**Work instructions**.
Copy out every line of the items below that contains the string "dessert".
— begin Records for the task —
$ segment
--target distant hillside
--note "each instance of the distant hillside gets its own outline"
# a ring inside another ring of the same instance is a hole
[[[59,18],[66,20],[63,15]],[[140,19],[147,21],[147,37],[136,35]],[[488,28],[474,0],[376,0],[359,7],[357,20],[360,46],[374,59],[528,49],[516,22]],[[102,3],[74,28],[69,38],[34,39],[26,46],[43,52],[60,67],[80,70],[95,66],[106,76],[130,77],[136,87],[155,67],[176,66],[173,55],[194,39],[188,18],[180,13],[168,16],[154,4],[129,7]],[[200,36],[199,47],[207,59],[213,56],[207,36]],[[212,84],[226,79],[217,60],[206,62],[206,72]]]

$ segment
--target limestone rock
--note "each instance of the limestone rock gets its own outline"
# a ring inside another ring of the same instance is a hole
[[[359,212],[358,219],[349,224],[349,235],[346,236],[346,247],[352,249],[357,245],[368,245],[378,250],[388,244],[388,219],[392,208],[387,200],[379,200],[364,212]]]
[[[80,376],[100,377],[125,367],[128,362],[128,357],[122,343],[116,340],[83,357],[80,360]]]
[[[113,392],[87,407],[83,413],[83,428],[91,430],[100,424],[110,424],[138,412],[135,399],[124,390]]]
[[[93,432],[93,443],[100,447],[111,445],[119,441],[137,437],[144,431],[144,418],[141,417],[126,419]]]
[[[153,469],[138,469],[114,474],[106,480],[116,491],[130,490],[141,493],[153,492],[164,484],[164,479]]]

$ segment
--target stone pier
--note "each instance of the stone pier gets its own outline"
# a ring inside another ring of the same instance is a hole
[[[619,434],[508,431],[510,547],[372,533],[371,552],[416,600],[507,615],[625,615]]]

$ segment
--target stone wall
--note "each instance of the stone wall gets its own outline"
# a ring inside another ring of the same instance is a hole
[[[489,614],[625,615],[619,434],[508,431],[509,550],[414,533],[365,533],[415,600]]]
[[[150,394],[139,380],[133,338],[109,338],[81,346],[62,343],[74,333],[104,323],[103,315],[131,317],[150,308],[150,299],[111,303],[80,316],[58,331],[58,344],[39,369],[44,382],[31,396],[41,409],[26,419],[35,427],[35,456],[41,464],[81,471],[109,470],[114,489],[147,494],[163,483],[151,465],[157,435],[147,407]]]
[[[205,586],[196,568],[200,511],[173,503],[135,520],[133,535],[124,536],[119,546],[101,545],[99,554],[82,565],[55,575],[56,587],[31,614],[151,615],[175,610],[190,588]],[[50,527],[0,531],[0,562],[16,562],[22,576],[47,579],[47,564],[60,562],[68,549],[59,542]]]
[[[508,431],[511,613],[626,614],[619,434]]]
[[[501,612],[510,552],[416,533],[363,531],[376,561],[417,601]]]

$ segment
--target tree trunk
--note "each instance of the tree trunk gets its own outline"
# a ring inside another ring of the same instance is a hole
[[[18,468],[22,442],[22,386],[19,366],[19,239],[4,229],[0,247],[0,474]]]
— end Records for the task —
— begin Records for the task —
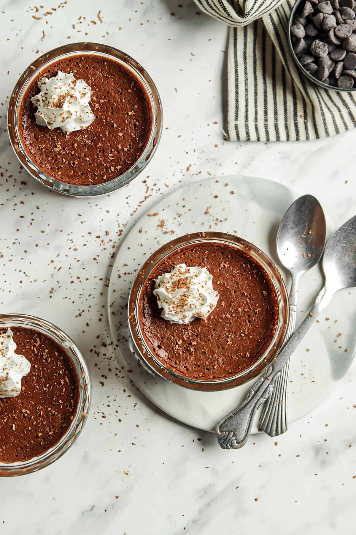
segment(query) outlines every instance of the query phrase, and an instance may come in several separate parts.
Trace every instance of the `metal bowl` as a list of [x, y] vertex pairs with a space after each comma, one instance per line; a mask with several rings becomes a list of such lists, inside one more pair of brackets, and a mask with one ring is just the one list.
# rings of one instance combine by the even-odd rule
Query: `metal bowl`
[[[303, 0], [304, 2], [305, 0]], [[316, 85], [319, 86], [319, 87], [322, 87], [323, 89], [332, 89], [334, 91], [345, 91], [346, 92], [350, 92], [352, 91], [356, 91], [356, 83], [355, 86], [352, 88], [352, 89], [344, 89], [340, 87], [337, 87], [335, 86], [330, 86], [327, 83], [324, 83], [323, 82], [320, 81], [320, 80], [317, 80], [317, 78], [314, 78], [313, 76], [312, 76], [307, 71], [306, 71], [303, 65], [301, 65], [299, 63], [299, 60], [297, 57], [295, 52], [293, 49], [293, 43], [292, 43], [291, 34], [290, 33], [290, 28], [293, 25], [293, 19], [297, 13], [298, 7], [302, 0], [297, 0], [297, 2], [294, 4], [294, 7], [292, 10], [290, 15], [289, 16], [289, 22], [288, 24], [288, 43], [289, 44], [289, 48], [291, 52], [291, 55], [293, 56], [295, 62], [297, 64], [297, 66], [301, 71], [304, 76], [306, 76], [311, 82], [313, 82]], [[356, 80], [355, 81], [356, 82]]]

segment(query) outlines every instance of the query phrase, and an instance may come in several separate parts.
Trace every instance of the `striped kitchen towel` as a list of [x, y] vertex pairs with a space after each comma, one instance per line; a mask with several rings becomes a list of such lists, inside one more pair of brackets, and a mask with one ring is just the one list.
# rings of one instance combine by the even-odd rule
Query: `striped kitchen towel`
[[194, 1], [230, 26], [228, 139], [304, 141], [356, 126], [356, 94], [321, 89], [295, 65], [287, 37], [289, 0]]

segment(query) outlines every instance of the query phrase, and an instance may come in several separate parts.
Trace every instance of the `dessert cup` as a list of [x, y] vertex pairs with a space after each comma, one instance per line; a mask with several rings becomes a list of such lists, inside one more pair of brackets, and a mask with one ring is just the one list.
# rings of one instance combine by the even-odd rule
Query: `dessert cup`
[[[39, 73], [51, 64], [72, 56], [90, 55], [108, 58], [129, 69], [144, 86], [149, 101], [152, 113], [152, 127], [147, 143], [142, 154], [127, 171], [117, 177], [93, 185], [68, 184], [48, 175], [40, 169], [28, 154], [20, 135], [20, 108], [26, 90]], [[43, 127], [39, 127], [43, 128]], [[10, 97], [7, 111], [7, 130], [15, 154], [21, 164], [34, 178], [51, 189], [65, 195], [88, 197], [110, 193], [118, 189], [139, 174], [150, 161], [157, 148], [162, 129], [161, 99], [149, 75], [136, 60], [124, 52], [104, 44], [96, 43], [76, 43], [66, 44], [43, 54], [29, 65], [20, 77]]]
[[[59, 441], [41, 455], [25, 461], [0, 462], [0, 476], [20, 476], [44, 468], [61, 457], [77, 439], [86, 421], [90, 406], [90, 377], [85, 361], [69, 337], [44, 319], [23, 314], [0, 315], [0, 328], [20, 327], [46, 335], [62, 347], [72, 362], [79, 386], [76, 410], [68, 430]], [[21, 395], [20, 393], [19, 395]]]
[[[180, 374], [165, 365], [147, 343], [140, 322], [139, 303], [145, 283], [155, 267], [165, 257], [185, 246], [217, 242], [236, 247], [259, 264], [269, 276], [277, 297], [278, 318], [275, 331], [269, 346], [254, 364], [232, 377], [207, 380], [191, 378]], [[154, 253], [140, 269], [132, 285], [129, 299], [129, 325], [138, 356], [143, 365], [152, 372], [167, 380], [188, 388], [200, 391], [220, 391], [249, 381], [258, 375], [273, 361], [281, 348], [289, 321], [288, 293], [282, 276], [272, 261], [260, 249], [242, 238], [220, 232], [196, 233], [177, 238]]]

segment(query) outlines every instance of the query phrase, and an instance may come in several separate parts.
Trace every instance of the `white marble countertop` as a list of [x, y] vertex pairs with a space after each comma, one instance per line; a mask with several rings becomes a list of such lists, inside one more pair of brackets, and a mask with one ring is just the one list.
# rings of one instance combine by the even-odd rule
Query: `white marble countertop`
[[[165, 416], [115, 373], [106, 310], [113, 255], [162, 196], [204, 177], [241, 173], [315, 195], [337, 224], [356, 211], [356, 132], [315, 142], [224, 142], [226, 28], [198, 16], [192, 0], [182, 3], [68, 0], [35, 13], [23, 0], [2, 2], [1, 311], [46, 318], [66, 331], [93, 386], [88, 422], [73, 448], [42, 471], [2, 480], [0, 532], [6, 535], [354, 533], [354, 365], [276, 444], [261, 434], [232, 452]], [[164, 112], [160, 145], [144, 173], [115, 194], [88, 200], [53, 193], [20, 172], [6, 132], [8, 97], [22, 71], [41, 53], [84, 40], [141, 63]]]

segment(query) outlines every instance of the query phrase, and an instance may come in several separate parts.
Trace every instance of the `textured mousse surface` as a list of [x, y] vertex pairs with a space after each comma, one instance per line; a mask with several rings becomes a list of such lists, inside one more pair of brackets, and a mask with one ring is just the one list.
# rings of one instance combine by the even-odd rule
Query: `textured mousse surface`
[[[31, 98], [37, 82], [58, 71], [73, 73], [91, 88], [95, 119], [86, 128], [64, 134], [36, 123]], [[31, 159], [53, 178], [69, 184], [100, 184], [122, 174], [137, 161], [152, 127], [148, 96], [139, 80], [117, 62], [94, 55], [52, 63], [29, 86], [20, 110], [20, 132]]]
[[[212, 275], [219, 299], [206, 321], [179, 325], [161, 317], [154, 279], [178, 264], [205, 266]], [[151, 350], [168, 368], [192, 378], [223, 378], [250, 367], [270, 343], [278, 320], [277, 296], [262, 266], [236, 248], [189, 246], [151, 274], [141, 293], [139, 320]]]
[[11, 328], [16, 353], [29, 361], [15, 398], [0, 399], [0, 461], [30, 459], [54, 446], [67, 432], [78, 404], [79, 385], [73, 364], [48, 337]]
— end Records for the task —
**Solution for this exercise**.
Trace every instance of the `dessert cup` as a list of [x, y] vertex pairs with a space after each comma, one instance per line; a mask with several rings becomes a list of such lists, inside one more pair of brackets, and a mask with one ring is just the one list.
Query: `dessert cup`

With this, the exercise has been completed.